━━━━━ WORKING DATA

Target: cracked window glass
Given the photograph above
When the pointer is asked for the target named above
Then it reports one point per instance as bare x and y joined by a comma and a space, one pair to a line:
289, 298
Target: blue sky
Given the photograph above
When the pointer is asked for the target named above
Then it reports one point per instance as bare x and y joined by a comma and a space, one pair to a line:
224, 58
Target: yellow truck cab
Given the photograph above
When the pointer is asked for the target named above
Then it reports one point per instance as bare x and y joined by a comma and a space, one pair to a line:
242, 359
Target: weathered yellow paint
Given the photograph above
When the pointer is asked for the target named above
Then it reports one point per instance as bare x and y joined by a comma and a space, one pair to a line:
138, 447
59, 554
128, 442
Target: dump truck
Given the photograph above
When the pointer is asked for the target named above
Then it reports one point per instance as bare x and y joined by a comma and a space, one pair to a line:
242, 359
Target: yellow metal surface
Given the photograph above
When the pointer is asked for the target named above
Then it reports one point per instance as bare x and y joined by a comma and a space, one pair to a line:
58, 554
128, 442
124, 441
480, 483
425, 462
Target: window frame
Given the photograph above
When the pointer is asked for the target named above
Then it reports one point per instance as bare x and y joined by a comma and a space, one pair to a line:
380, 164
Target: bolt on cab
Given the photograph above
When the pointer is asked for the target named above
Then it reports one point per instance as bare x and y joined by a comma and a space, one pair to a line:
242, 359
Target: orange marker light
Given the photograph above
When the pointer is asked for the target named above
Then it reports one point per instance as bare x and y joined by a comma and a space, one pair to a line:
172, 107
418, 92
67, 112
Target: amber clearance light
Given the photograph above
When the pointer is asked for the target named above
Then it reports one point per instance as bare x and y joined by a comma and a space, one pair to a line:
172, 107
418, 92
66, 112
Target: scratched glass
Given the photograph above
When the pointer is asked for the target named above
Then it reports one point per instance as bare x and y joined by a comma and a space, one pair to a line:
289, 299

━━━━━━━━━━
━━━━━ WORKING DATA

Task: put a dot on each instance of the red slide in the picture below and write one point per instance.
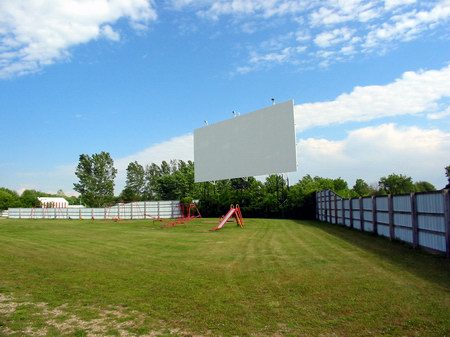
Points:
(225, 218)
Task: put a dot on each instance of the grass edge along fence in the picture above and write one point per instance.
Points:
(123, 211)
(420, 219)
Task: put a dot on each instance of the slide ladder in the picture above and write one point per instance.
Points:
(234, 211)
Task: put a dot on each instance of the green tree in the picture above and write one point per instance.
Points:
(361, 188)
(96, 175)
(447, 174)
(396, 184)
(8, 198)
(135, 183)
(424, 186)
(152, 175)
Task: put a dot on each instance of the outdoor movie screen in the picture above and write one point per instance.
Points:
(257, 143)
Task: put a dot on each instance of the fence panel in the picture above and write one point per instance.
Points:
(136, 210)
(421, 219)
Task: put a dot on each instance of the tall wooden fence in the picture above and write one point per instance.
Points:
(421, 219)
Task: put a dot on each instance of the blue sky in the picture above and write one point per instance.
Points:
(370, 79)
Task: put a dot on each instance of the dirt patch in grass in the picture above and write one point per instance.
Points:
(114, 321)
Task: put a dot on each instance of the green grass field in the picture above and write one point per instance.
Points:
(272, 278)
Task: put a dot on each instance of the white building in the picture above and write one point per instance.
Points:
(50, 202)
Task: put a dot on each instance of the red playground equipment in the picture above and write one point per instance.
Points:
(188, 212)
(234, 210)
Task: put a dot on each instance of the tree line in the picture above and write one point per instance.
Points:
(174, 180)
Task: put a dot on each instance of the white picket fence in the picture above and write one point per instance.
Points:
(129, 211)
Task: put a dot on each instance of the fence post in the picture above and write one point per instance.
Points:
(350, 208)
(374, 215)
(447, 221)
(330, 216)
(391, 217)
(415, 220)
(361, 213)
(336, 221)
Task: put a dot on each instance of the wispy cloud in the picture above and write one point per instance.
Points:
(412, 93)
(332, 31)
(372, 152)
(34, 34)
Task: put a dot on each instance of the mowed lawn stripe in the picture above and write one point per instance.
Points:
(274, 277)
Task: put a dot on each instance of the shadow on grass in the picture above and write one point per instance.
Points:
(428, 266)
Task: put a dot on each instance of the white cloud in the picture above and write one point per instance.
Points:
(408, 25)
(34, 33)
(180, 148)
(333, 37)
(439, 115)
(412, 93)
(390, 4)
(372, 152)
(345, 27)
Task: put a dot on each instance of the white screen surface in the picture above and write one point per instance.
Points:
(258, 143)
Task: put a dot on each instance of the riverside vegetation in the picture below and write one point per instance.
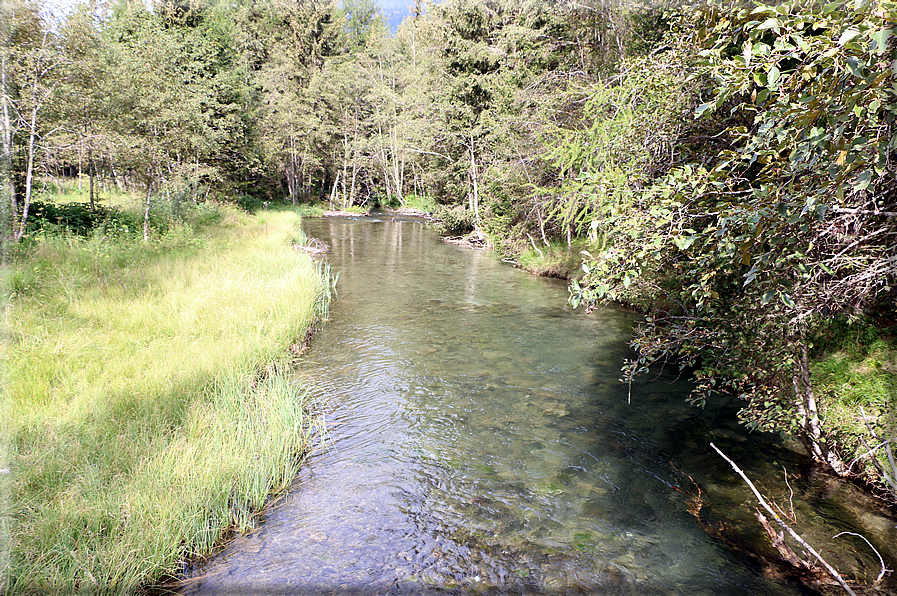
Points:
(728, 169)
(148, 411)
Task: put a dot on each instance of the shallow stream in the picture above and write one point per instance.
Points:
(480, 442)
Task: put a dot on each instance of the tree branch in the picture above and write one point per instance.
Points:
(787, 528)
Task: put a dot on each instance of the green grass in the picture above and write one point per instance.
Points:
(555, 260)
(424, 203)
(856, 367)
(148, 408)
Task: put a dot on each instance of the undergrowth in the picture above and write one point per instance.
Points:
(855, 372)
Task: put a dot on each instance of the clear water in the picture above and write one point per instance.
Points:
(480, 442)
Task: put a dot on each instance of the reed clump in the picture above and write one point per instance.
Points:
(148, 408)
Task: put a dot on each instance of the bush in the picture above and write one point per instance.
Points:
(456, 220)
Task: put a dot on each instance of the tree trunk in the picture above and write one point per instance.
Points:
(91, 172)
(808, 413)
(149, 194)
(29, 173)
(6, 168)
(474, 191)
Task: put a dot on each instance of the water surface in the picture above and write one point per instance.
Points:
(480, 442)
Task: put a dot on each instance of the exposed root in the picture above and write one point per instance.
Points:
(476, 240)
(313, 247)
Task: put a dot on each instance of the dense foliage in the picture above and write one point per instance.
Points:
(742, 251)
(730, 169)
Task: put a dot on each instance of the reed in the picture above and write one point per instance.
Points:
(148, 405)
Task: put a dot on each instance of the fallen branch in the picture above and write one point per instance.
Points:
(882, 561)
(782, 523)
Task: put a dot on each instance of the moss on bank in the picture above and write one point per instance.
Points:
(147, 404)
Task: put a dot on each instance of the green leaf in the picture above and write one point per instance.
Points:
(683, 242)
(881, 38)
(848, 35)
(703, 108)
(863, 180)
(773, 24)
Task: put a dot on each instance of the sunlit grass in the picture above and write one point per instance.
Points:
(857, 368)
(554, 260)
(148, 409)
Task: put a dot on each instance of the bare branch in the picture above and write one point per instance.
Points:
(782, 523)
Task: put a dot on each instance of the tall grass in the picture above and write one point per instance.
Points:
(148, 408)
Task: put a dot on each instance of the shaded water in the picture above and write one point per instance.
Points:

━━━━━━━━━━
━━━━━ WORKING DATA

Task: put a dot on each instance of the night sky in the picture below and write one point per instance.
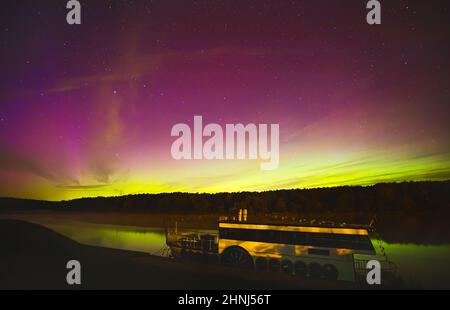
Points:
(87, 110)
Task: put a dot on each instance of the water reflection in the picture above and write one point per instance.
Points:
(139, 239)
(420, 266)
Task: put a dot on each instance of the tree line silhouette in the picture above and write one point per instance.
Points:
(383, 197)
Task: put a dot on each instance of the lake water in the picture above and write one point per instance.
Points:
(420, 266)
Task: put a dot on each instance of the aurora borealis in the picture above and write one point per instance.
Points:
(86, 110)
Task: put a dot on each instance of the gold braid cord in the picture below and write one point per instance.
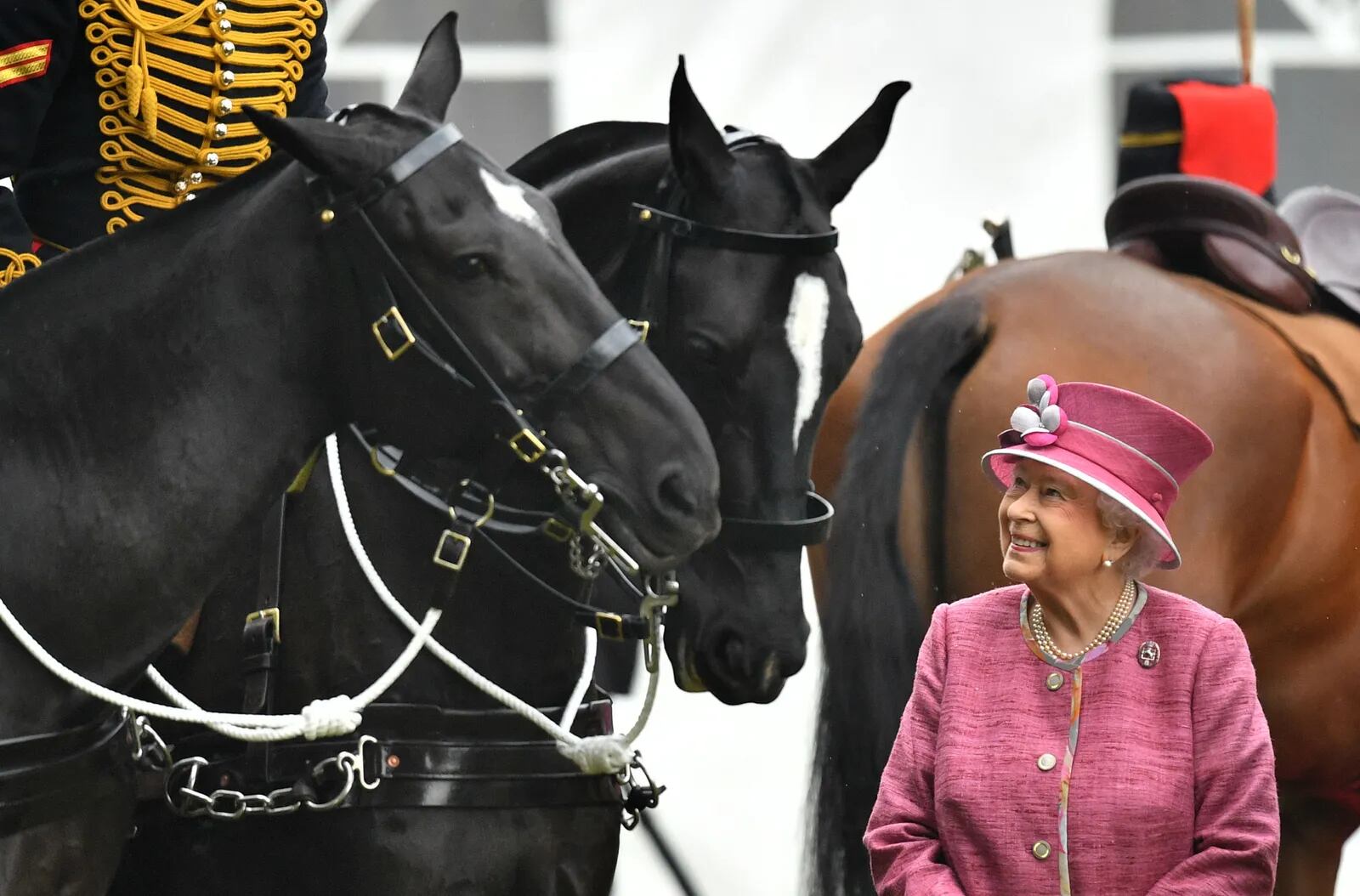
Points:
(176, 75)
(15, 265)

━━━━━━━━━━

# EXERCISE BRIEF
Go through the listing above and locate each line that holds the word "window". Copy those lines.

# ANSWER BELOW
Target: cracked window glass
Target: window frame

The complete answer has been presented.